**Aufgaben:**
a – Wovor steht laut dem Besinnungstext die Frau auf dem rechten Foto?
b – Schreibe den Besinnungstext vom Abschnitt „Perspektivwechsel“ bis einschließlich „mit ihrer Struktur.“ neu und benenne dabei „New York“ in „Chicago“ um.

**Textauszug:**
────────

Evangelischer Kirchenkreis Lübbecke

Worte der Besinnung für den 01. Februar 2025

Pfarrerin Britta Mailänder

Perspektivwechsel

Fasziniert fällt mein Blick auf die drei Fotografien vor mir.
Ganz links: Das Portrait-Foto einer Frau: Nase – Ohr-Mundpartie. Ihre Züge sind ebenmäßig. Sie trägt einen blauen Pullover. Im Hintergrund blauer Himmel mit Wolken.
In der Mitte: Hochhäuser unterschiedlicher Größe mit vielen Fensterfronten in New York. Manche haben Dachterrassen. Schwarz-Weiß.
Und rechts: Die Aufnahme einer Frau von hinten. Kurze Haare, blauer Pullover, knielanger Rock, flache Schuhe. Sie steht vor einer Mauer mit schwarz-weiß-lila Graffiti. Betonboden.

Alle drei Bilder sprechen mich an:
Mit ihrer Klarheit, ihrer Konzentration auf das je Wesentliche, mit ihrer Struktur.

────────

**Ausgewählte Daten:**

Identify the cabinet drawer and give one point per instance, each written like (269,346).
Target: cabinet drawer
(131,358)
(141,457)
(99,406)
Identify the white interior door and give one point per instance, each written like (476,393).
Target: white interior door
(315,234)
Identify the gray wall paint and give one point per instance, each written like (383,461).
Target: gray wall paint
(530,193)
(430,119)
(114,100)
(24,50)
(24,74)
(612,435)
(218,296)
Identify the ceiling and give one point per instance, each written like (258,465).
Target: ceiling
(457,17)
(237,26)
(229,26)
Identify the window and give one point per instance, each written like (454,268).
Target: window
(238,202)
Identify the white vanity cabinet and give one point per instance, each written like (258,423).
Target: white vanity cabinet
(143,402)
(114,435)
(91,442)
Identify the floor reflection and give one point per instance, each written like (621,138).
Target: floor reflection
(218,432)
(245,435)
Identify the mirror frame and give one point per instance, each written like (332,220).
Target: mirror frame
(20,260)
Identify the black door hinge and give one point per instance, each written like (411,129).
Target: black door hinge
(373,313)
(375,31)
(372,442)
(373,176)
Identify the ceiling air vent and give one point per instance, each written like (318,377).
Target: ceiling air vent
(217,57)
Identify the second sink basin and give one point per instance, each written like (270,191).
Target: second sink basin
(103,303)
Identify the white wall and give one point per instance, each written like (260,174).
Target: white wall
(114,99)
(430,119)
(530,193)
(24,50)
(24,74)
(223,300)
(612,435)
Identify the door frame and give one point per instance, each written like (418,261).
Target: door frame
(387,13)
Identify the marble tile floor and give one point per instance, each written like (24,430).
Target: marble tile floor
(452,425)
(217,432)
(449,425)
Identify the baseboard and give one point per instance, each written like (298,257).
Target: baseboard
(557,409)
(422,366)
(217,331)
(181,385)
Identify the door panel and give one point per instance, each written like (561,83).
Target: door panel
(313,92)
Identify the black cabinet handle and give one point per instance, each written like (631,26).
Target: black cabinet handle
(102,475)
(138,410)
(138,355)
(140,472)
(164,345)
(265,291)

────────

**Lösungen:**
a – Vor einer Mauer mit schwarz-weiß-lila Graffiti.

b –
Perspektivwechsel

Fasziniert fällt mein Blick auf die drei Fotografien vor mir.
Ganz links: Das Portrait-Foto einer Frau: Nase – Ohr-Mundpartie. Ihre Züge sind ebenmäßig. Sie trägt einen blauen Pullover. Im Hintergrund blauer Himmel mit Wolken.
In der Mitte: Hochhäuser unterschiedlicher Größe mit vielen Fensterfronten in Chicago. Manche haben Dachterrassen. Schwarz-Weiß.
Und rechts: Die Aufnahme einer Frau von hinten. Kurze Haare, blauer Pullover, knielanger Rock, flache Schuhe. Sie steht vor einer Mauer mit schwarz-weiß-lila Graffiti. Betonboden.

Alle drei Bilder sprechen mich an:
Mit ihrer Klarheit, ihrer Konzentration auf das je Wesentliche, mit ihrer Struktur.